BEGIN EXERCISE DATA
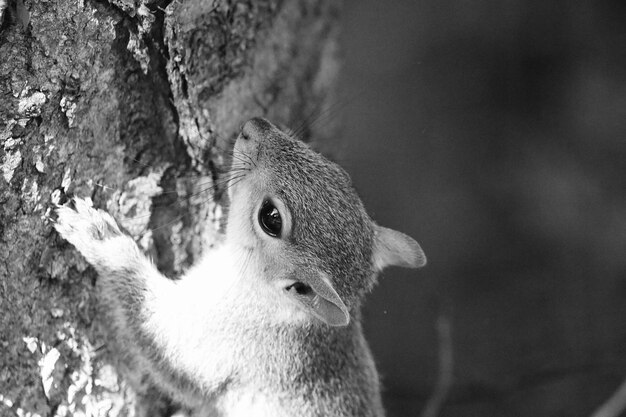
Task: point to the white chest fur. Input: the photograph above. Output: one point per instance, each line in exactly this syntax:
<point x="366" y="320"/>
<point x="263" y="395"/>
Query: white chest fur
<point x="210" y="323"/>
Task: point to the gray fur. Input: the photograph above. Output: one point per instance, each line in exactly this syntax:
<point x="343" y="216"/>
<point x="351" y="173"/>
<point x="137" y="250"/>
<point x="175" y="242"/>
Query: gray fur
<point x="305" y="368"/>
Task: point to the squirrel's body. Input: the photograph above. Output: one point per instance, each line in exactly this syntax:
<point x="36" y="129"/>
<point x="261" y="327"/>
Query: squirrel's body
<point x="267" y="323"/>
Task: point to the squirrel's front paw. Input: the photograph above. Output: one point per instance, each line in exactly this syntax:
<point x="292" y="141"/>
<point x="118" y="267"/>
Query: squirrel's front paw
<point x="83" y="225"/>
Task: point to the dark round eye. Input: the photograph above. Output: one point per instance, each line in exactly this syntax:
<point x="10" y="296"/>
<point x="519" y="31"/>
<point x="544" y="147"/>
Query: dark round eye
<point x="269" y="219"/>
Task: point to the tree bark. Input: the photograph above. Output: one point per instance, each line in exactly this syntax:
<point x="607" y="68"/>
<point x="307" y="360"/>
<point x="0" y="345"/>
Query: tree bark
<point x="134" y="103"/>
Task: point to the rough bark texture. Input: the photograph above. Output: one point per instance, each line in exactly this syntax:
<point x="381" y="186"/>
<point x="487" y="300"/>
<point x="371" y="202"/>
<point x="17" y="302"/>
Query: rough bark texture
<point x="134" y="103"/>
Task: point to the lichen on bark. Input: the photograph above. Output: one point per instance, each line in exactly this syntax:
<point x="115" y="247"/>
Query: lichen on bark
<point x="132" y="103"/>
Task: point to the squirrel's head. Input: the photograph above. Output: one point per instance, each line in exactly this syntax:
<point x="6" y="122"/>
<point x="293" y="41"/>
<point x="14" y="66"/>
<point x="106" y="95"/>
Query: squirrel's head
<point x="304" y="228"/>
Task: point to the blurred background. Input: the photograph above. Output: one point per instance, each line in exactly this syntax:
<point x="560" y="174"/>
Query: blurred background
<point x="494" y="132"/>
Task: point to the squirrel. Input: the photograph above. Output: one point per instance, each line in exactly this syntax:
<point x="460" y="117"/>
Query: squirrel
<point x="267" y="323"/>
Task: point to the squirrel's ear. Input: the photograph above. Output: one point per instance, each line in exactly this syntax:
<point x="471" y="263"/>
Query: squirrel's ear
<point x="316" y="294"/>
<point x="395" y="248"/>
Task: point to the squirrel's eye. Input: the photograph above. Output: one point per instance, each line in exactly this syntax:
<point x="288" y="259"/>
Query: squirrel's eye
<point x="269" y="219"/>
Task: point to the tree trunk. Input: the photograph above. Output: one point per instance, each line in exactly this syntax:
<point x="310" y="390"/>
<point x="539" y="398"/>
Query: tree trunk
<point x="134" y="103"/>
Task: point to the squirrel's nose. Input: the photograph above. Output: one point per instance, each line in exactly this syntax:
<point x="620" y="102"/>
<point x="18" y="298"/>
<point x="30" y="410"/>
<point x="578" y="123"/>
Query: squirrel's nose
<point x="255" y="128"/>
END EXERCISE DATA
■ **PROBLEM STATEMENT**: Will you set down the records word for word while leaving out every picture?

■ **ANSWER SECTION**:
Task: point to the white chest fur. Input: the photograph above. Output: one point per instance, each line in exactly this syntax:
<point x="366" y="320"/>
<point x="263" y="395"/>
Query: white chest fur
<point x="210" y="323"/>
Task: point to the gray fur. Input: the photograph above. Output: one point per instance, each line in exactly this syntax:
<point x="343" y="216"/>
<point x="351" y="173"/>
<point x="137" y="250"/>
<point x="175" y="242"/>
Query: gray fur
<point x="305" y="368"/>
Task: point to the squirrel's body. Input: the photograph above. Output: one point per instance, each line in exactly this syntax:
<point x="36" y="129"/>
<point x="261" y="327"/>
Query: squirrel's body
<point x="267" y="323"/>
Task: point to the squirrel's front paw. Input: the photograph above. Output: one point per instance, each line in exactly this syntax:
<point x="292" y="141"/>
<point x="118" y="267"/>
Query: squirrel's front paw
<point x="83" y="225"/>
Task: point to the dark round eye. Input: the photograph above. Output: one point per instance, each line in exactly this syntax:
<point x="10" y="296"/>
<point x="519" y="31"/>
<point x="544" y="147"/>
Query: dark round eye
<point x="269" y="219"/>
Task: point to the tree bark. Input: the photograph above. Output: one point per instance, each line in exactly this syntax:
<point x="607" y="68"/>
<point x="307" y="360"/>
<point x="0" y="345"/>
Query: tree bark
<point x="134" y="103"/>
Task: point to the rough bark texture. Input: the photograph above. Output: one point per instance, each line in exactly this syntax:
<point x="381" y="186"/>
<point x="487" y="300"/>
<point x="371" y="202"/>
<point x="17" y="302"/>
Query: rough bark texture
<point x="134" y="103"/>
Task: point to the lichen on bark. Input: the photograph above. Output: one point per instance, each line in exactly this syntax:
<point x="115" y="247"/>
Query: lichen on bark
<point x="132" y="103"/>
Task: point to the squirrel's head. Input: the photograph above. Output: one point per instance, each line in exactly this syntax:
<point x="6" y="122"/>
<point x="293" y="41"/>
<point x="14" y="66"/>
<point x="106" y="95"/>
Query: squirrel's head
<point x="304" y="228"/>
Task: point to the blurred background. Input: the photograph above. Output: one point per instance, each line in exactly this syntax:
<point x="560" y="174"/>
Query: blurred background
<point x="494" y="132"/>
Task: point to the squirrel. Input: the photograph above. Output: one point per instance, each line in exactly this syntax:
<point x="460" y="117"/>
Query: squirrel
<point x="267" y="323"/>
Task: point to the squirrel's ear. Input: the photograph above. Output: one point per instance, each line in exactly this syntax:
<point x="471" y="263"/>
Query: squirrel's ear
<point x="316" y="294"/>
<point x="395" y="248"/>
Task: point to the squirrel's eye. Input: the photograph above. Output: one point per instance, each line in exactly this syntax:
<point x="288" y="259"/>
Query: squirrel's eye
<point x="269" y="219"/>
Task: point to the tree trunk. Input: the photograph above. Output: one point per instance, each line in exactly this syntax:
<point x="310" y="390"/>
<point x="539" y="398"/>
Query: tree trunk
<point x="134" y="103"/>
Task: point to the squirrel's nose. Input: the photograph above. Output: one point per instance, each line in exactly this syntax:
<point x="620" y="102"/>
<point x="18" y="298"/>
<point x="30" y="410"/>
<point x="578" y="123"/>
Query: squirrel's nose
<point x="255" y="128"/>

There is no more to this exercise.